• WHAT IS NEEDED: Reproduce each of the records below verbatim, line for line, without any alteration.
◆ ◆ ◆ ◆
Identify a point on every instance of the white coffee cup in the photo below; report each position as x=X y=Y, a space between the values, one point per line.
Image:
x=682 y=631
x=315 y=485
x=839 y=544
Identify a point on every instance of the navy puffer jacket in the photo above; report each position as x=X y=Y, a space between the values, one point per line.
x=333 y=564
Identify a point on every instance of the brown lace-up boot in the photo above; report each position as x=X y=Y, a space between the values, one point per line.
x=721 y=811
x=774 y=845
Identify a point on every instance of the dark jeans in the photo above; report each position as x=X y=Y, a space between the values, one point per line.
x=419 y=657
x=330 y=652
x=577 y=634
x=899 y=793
◆ ◆ ◆ ◆
• RESPONSE TO THE EXERCISE:
Identify a point on every instance of the white coffee cup in the photo below; report each position as x=X y=Y, a space between the values, one point per line.
Image:
x=682 y=631
x=315 y=485
x=839 y=544
Identify a point on every instance of the navy puffer jacket in the photo above; report each position as x=X y=Y, a space between the values, one point per line.
x=333 y=564
Identify a point on every instance of the brown lace-up boot in the photo above; report each position as x=X y=Y, a space between the values, one point per line.
x=721 y=811
x=774 y=845
Identify a point on every instance of the dark jeans in the photo above; report each position as x=X y=Y, a space between the values, one point per line.
x=419 y=657
x=330 y=652
x=577 y=634
x=899 y=793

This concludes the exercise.